◆ TASK DESCRIPTION
Copy the lines below word for word, skipping any image.

BEGIN DATA FOR PROCESSING

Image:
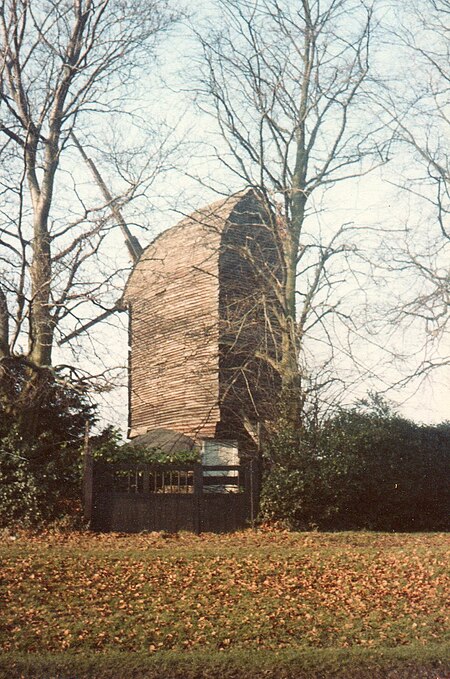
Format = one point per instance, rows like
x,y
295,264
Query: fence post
x,y
252,496
88,478
198,498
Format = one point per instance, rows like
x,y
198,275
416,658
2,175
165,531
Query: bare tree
x,y
62,65
420,121
287,84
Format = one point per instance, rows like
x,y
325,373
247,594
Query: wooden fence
x,y
154,497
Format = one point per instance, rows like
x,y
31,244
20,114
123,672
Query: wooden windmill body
x,y
201,325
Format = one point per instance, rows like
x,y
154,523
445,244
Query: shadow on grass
x,y
406,662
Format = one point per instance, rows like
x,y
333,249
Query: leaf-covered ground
x,y
272,591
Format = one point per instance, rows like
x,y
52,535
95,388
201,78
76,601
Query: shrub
x,y
364,468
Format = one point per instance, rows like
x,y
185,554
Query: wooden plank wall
x,y
174,298
248,268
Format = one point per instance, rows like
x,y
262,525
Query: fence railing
x,y
133,496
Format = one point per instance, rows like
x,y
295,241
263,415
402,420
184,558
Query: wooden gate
x,y
135,497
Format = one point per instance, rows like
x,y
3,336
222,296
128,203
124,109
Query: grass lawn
x,y
249,604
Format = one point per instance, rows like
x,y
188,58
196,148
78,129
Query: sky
x,y
386,216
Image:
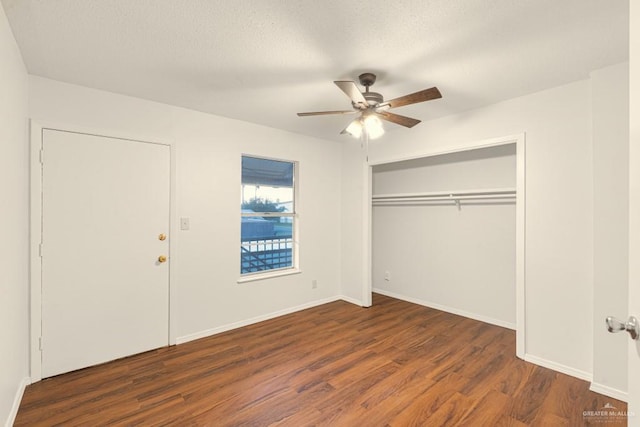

END DATA FOR PROCESSING

◆ SOLUTION FOR THIS PROBLEM
Image:
Format = one point per instance, rows like
x,y
295,264
Query: fence post
x,y
252,496
88,478
198,498
Format = one point per instance, rows like
x,y
198,275
416,658
2,175
165,531
Query: bare tree
x,y
62,65
420,121
287,84
Format = one point per instance, rows like
x,y
325,373
247,594
Query: wooden fence
x,y
154,497
Format = one point per instance, rows like
x,y
31,244
20,114
123,672
Query: wooden windmill body
x,y
201,325
Format = one point per instance, rows like
x,y
154,523
445,244
Query: shadow on grass
x,y
406,662
Format = one point per instance, rows like
x,y
333,249
Query: leaf-covered ground
x,y
272,591
Format = one point per instance, rows like
x,y
52,535
95,388
201,78
76,601
Query: shrub
x,y
364,468
Format = one point per instance, rows like
x,y
185,554
Query: wooden plank wall
x,y
174,298
248,268
Format = one point per instance, rows like
x,y
262,525
Query: fence railing
x,y
133,496
Format = one point per instance, rows like
x,y
295,241
263,415
402,420
184,558
Query: wooden gate
x,y
135,497
Format = one point per instance, rows like
x,y
3,336
222,296
128,203
124,109
Query: grass lawn
x,y
249,604
Format = one point per instance, rows like
x,y
188,58
196,148
78,129
Query: sky
x,y
386,216
Image:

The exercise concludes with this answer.